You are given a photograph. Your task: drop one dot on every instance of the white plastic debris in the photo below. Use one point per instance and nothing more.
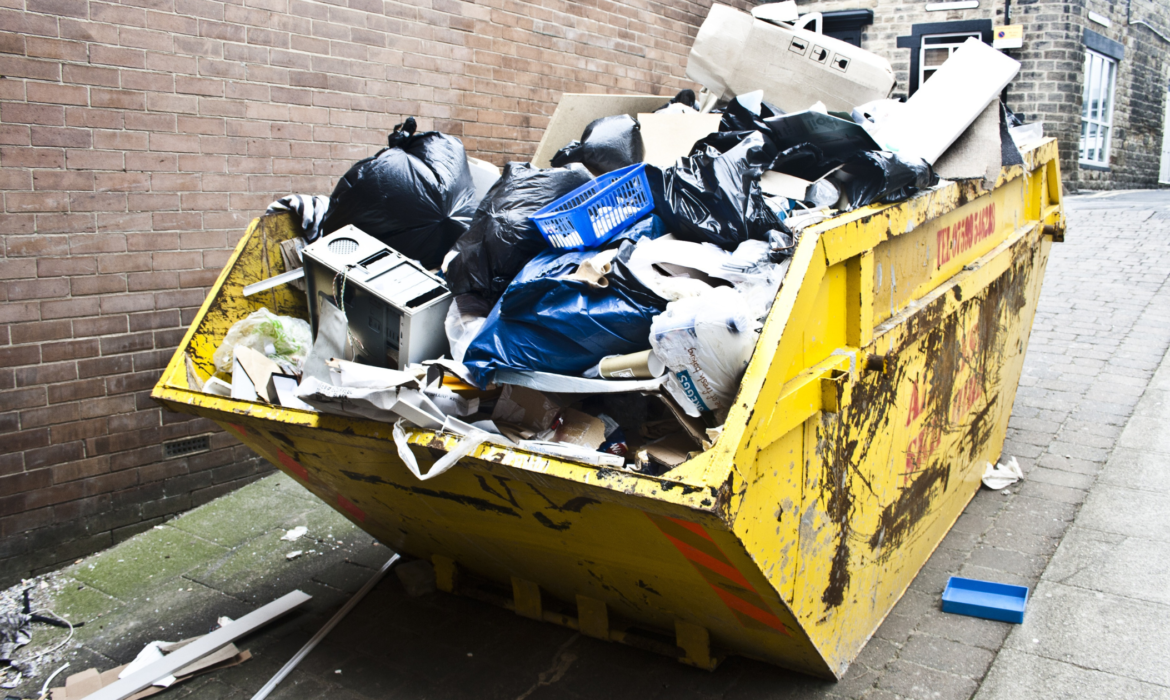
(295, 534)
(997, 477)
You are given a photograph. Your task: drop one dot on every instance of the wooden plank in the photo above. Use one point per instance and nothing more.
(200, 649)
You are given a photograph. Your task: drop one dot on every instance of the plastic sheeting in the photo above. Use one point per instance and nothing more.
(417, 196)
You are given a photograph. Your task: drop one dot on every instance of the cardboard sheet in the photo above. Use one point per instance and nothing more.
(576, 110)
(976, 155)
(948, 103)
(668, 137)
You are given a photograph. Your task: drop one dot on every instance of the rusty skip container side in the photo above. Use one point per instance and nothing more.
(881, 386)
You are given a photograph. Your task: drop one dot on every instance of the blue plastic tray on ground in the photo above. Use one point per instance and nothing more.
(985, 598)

- Task goal
Please retype the records above starting with the line that contains "of the blue" and stopping after the last line, changing nothing.

- Exercise response
You are given a photograph. Your task: drop one dot on every instance of the blue plastic tray on ground in the photo above. Use one point per instance and nothing more.
(985, 598)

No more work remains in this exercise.